> _AIM OF THE TASK_:
Collect each line from the entries below that contains the word "outline", and copy those lines unchanged.

> _EXERCISE INPUTS_:

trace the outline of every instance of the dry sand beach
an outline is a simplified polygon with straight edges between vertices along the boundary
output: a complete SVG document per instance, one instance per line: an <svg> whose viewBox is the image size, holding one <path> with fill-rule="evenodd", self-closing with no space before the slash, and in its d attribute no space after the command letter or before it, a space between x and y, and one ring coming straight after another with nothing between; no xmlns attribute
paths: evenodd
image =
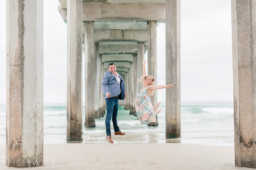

> _FULL OUTPUT_:
trace the outline of every instance of the dry sand beach
an outline is a simplified polygon with straight edges between vertices along the boundary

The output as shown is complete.